Preeminent Southeast Asia scholar, University of Michigan professor emeritus of sociology and ICWA fellow (Southeast Asia, 1961-1964) Gayl Ness died peacefully at his home on July 4, his family said. He was 95.

He began his ICWA fellowship in newly independent Malaya (present-day Malaysia) studying economic development after having earned a Ph.D. from the University of California, Berkeley. One of his mentors had referred him to ICWA’s director Dick Nolte, Gayl wrote in his book An Ordinary Life in Extraordinary Times.

Nolte “sent me a book by Arthur Drucker to read and comment upon. I read it in a few days and sent a two-page comment… Then Nolte wrote to ask where I would like to go and what I wish to do.”

Gayl soon departed on a two-year fellowship to Malaya, later extended another two years. He wrote dispatches about Malaya’s growing education system, rubber production, rural development and expanding public infrastructure. From his base in Kuala Lumpur, he also reported on population growth, politics and social issues in Indonesia, Vietnam, Cambodia, Thailand, Hong Kong, Taiwan, Sri Lanka and Singapore.

RECORDED INFORMATION:

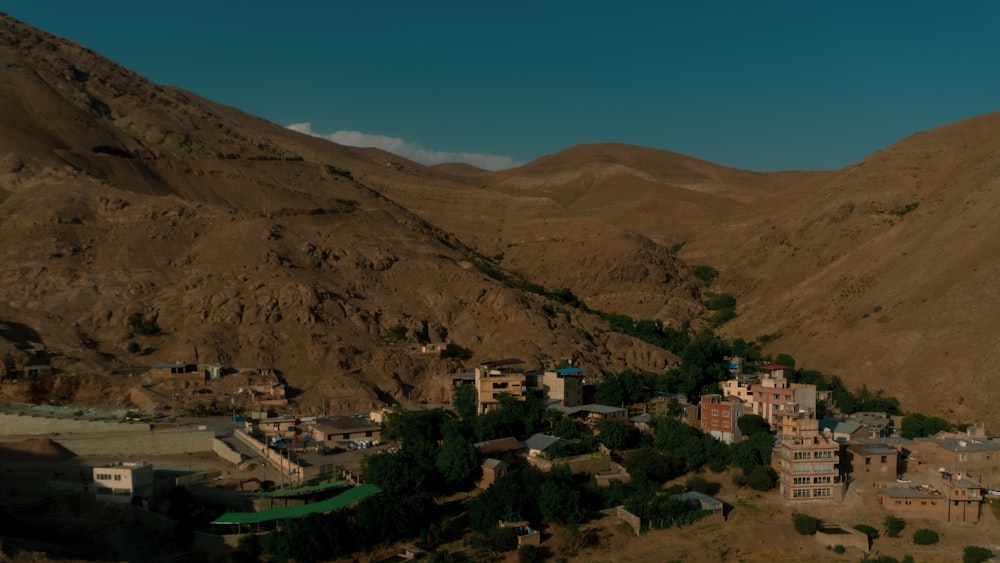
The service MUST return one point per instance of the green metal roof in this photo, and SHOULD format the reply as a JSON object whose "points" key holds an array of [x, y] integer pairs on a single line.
{"points": [[347, 498], [300, 490]]}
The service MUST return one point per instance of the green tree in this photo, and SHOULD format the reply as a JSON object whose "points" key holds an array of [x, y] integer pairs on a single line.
{"points": [[705, 273], [399, 473], [654, 464], [617, 435], [457, 460], [464, 400], [752, 452], [702, 485], [915, 425], [138, 323], [512, 497], [560, 499], [528, 554], [762, 478], [804, 524], [566, 428], [893, 526], [867, 530], [925, 536]]}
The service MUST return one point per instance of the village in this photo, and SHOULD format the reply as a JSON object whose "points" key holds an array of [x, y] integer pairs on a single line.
{"points": [[286, 465]]}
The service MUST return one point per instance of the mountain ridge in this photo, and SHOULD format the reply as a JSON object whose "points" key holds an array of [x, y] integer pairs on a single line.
{"points": [[254, 244]]}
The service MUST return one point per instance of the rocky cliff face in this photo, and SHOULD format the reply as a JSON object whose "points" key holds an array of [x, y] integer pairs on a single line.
{"points": [[239, 241]]}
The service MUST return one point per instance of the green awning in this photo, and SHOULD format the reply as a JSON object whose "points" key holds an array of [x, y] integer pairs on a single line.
{"points": [[347, 498]]}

REQUIRED WORK:
• 1. In the text about Gayl Ness, which university granted his Ph.D.?
• 2. Continue the text about Gayl Ness, picking up after its final sentence.

TASK RESPONSES:
• 1. The University of California, Berkeley.

• 2.
Malaya’s sweeping changes had the potential to destabilize the new country, he said, with its uneasy balance of ethnic Chinese, Malaya and Indian populations.

“Not only in Malaya, but in all of Southeast Asia, all real attempts to get at the roots of poverty and to transform the old societies into new, dynamic ones, will carry the potential of communal conflict,” he wrote in 1961. “To keep such conflict from being destructive, to make it a stimulant for national growth rather than a haunting spector of violence and chaos, it is necessary that the leadership and the development programs of the new nations be rational and just, especially where the Chinese are concerned.”

Gayle’s wife Jeannine accompanied him and supported his research. His third son Yan was born on the fellowship in Kuala Lumpur.

On a visit to Saigon in 1964 to observe the implementation of a Malaya-inspired development plan, Gayl cautioned against expecting too much. “If the central government proves incapable of mobilizing at the top and of controlling its lower administrative ranks even for this rather limited program; it is unlikely that it will ever be capable of mobilizing sufficiently to defeat a foe of the calibre of the Viet Cong.”

By the time he completed his fellowship, Gayl had written a book-length manuscript about his experience, Bureaucracy and Rural Development in Malaysia. Berkeley published it in 1967.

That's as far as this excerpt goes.